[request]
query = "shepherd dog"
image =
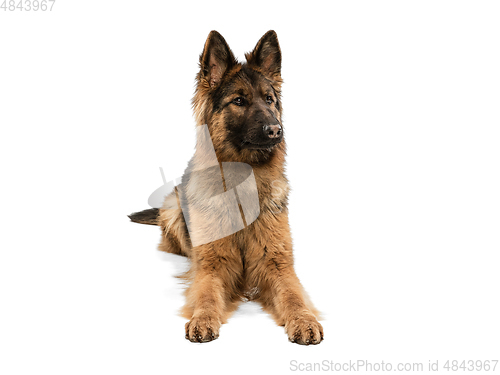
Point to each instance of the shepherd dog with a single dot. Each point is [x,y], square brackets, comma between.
[240,159]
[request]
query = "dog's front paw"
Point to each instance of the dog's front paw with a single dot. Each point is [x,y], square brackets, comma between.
[202,329]
[304,330]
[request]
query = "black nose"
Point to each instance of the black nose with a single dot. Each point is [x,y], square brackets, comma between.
[273,131]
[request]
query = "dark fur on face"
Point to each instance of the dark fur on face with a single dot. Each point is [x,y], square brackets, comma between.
[240,102]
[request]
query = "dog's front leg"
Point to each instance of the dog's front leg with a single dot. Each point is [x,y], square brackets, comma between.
[282,294]
[211,296]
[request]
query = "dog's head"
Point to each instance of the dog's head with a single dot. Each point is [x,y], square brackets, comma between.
[241,102]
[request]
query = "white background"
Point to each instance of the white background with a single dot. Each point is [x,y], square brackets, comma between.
[392,123]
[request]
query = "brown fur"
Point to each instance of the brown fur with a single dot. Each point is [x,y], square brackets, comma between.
[255,263]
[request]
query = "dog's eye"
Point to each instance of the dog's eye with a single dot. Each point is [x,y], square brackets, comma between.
[238,101]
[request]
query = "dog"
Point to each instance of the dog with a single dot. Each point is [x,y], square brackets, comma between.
[242,151]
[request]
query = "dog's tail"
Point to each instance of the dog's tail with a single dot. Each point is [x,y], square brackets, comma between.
[149,216]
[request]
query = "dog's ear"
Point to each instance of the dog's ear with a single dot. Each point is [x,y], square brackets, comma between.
[216,59]
[267,54]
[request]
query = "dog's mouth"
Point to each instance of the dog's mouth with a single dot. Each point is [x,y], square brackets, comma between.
[259,146]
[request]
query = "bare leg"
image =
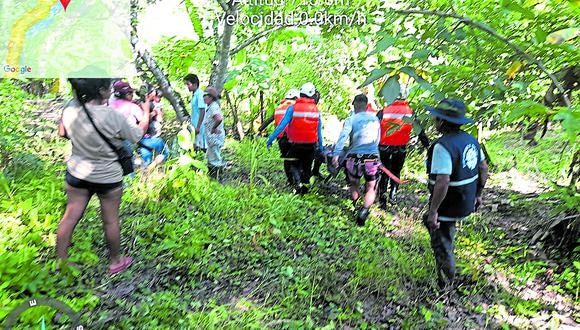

— EXERCISE AIM —
Reproduce each line of the records exactly and exclude any images.

— PROBLEM SOLUTION —
[request]
query = "shepherd dog"
image =
Point to each instance of the shepherd dog with a single dot. Each point is [x,y], square brackets, comma between.
[240,159]
[request]
query = "dog's front paw"
Point to each instance of the dog's front paw with a single dot. Each point is [x,y], square brackets, comma between.
[202,329]
[304,330]
[request]
query = "black nose"
Point to each instance of the black nose with a single dot. Each point is [x,y], square brackets, comma between.
[273,131]
[request]
query = "dark fur on face"
Point to each instance of the dark fur on face with a single dot. Each point is [x,y], square brackets, comma between.
[240,102]
[request]
query = "dog's front leg"
Point to each instance of the dog's front leg with a single dot. Each point is [x,y], square brackets, comma between.
[282,294]
[211,296]
[request]
query = "dog's head"
Point to each instance of the dog's head with a single dot. Each point is [x,y], square brackets, comma between.
[241,102]
[request]
query = "white background"
Point to each instance of the white background with a single dot. Each point is [x,y], square brackets, comma between.
[392,123]
[request]
query = "brown fur"
Point to each instance of the brown fur with a single dot. Each point is [x,y], square brackets, comma between.
[255,263]
[request]
query = "dog's eye"
Point to each instance of the dog's eye with a single dot. Each point is [x,y], square brackets, comma between.
[238,101]
[request]
query = "dog"
Point to each instance of the dog with a single dot. Each point is [x,y], square brackets, comma between.
[242,151]
[request]
query = "dog's tail"
Point to each instance of the dog's tail with a single dot. Each point is [x,y], square brackets, comma between.
[149,216]
[request]
query = "dog's ear"
Point to each instance of the dog's ear with a single dot. Each point is [x,y], square brackets, comma between.
[216,59]
[267,54]
[request]
query = "dog's mouth"
Point to each instance of the dog's mouth with a single dot. Each point is [x,y], square brackets, comma between.
[259,146]
[request]
query = "bare leg"
image =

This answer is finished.